## Task requirements
**1)** From the cladding ban update below, reproduce word for word the stretch from "Combustible Cladding Ban Update" through "out to consultation.".
**2)** According to the cladding ban update below, on what date did Robert Jenrick update the House of Commons on the Building Safety Programme?

## Text block
+===+

Combustible Cladding Ban Update

Posted on March 3, 2020 in General Info

Combustible Cladding Ban

Combustible cladding ban set to be extended to buildings with four or more storeys

A ban on the use of combustible cladding on high-rise buildings is set to be extended to cover all buildings with four or more storeys (or +11 metres in height) under plans the government is putting out to consultation.

Housing secretary Robert Jenrick gave an update on the Building Safety Programme to the House of Commons on 20th January 2020, telling MPs that although the government banned the use of combustible materials in the external walls of new schools, hospitals, care homes, student accommodation and for residential buildings of more than 18 metres in height in December 2018, they now plan to go significantly further, by lowering the 18 metre height threshold to at most 11 metres.

+===+

## Provided material
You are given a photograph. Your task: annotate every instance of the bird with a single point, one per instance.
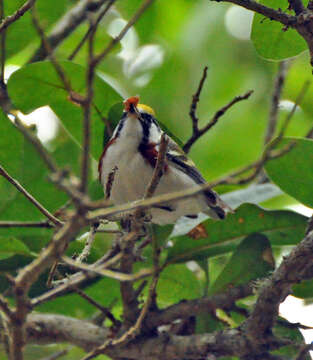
(132, 152)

+===+

## Solutions below
**1)**
Combustible Cladding Ban Update

Posted on March 3, 2020 in General Info

Combustible Cladding Ban

Combustible cladding ban set to be extended to buildings with four or more storeys

A ban on the use of combustible cladding on high-rise buildings is set to be extended to cover all buildings with four or more storeys (or +11 metres in height) under plans the government is putting out to consultation.

**2)** 20th January 2020